Bereitgestellter Text:
Immobilien mit Tücken: Die Mietkauf-Falle
Vom Mieter zum Eigentümer - ohne Schulden und Eigenkapital. Dieser Traum soll per Mietkauf wahr werden. Doch das Modell hat Tücken, wie etwa der Fall Geno zeigt.
von Maren Lohrer, Euro am Sonntag
"Wir haben in Baden-Württemberg immer auf Ingenieurskompetenz gesetzt, auf Tüftler, auf Mitbürger namens Daniel Düsentrieb", sagte Günther Oettinger zu seinen Zeiten als Ministerpräsident im Ländle. Er hob dabei auf die Erfindung des Autos ab - und des Bausparvertrags. "Wer bei uns ein Haus bauen will, braucht zuallererst Eigenkapital, braucht einen Bausparvertrag und geht erst dann zur Bank und bekommt ergänzend Kredit", so der heutige EU-Kommissar weiter.
An der Baufinanzierung hatte auch Jens Meier aus Ludwigsburg bei Stuttgart getüftelt. Das Ergebnis: ein Optionskauf, eine Weiterentwicklung des Mietkaufs, auf genossenschaftlicher Basis und daher dem Bausparkollektiv ähnlich. Meier, Vorstandschef der Geno Wohnbaugenossenschaft, lässt sich auf der Firmenhomepage als Visionär bezeichnen. Dass er den richtigen Riecher für die Wünsche vieler Bundesbürger hat, steht außer Frage. Schließlich verbinden viele mit dem Bauspargedanken Solidität. Und in Zeiten niedrigster Zinsen wollen viele Deutsche ihr Geld ins Eigenheim stecken.

Eingabedaten:
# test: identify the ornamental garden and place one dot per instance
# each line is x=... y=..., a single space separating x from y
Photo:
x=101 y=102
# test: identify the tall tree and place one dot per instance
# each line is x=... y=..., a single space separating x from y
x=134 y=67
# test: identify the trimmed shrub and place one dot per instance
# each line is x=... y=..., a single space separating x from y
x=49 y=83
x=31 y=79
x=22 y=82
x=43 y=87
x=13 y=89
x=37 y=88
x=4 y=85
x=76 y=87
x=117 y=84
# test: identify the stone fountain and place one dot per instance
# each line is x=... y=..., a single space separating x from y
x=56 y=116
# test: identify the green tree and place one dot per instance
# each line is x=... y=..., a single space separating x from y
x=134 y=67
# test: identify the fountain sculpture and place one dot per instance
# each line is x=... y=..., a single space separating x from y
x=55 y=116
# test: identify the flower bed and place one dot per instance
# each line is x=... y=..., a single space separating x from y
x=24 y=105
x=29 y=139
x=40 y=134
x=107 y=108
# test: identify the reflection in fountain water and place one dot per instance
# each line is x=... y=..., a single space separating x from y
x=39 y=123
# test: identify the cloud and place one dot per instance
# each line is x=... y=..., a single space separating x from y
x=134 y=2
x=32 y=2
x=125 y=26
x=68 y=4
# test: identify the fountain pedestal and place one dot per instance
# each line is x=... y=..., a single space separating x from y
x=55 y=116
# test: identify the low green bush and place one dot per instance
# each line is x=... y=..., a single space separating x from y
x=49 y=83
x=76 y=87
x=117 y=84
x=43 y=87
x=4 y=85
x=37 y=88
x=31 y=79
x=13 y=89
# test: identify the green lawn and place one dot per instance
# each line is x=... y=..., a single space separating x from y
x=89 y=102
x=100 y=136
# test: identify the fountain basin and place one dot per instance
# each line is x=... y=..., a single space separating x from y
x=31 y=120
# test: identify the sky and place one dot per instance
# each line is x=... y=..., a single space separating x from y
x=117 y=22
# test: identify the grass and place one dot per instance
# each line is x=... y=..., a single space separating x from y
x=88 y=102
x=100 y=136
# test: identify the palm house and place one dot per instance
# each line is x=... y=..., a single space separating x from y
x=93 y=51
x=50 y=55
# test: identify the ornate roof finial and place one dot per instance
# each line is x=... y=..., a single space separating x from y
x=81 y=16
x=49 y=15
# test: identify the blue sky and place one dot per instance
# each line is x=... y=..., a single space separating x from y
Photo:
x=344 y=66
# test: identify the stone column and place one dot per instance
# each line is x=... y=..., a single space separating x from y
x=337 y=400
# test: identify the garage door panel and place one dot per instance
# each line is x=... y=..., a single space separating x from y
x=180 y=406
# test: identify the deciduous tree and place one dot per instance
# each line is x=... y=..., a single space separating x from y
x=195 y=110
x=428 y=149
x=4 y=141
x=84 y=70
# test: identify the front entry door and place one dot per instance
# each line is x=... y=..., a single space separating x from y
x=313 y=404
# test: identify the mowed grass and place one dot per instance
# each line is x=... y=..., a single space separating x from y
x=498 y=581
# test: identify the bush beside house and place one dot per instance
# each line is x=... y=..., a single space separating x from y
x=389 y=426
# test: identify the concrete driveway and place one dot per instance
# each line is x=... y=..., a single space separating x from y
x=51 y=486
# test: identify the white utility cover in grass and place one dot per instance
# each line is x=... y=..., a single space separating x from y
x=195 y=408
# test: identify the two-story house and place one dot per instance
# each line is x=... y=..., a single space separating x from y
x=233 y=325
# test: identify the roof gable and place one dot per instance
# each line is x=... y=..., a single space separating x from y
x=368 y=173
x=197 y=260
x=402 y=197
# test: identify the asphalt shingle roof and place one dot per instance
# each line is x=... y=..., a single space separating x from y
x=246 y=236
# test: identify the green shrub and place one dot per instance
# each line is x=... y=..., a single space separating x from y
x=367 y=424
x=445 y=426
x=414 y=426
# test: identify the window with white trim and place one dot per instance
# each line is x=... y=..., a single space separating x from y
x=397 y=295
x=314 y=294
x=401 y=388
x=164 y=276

Aufgabe 1: Welches Unternehmen leitet Jens Meier laut dem Text über die Mietkauf-Falle als Vorstandschef?
Aufgabe 2: Stelle einen Abschnitt der Auflistung als Markdown-Tabelle mit den Spalten „Nr.“ und „Zeile“ dar, ohne leere Zeilen. Setze bei der Zeile mit „# test: identify the white“ ein und ende mit der Zeile, die „x=246 y=236“ enthält.

Lösung 1: Die Geno Wohnbaugenossenschaft.

Lösung 2:
| Nr. | Zeile |
|---|---|
| 1 | # test: identify the white utility cover in grass and place one dot per instance |
| 2 | # each line is x=... y=..., a single space separating x from y |
| 3 | x=195 y=408 |
| 4 | # test: identify the two-story house and place one dot per instance |
| 5 | # each line is x=... y=..., a single space separating x from y |
| 6 | x=233 y=325 |
| 7 | # test: identify the roof gable and place one dot per instance |
| 8 | # each line is x=... y=..., a single space separating x from y |
| 9 | x=368 y=173 |
| 10 | x=197 y=260 |
| 11 | x=402 y=197 |
| 12 | # test: identify the asphalt shingle roof and place one dot per instance |
| 13 | # each line is x=... y=..., a single space separating x from y |
| 14 | x=246 y=236 |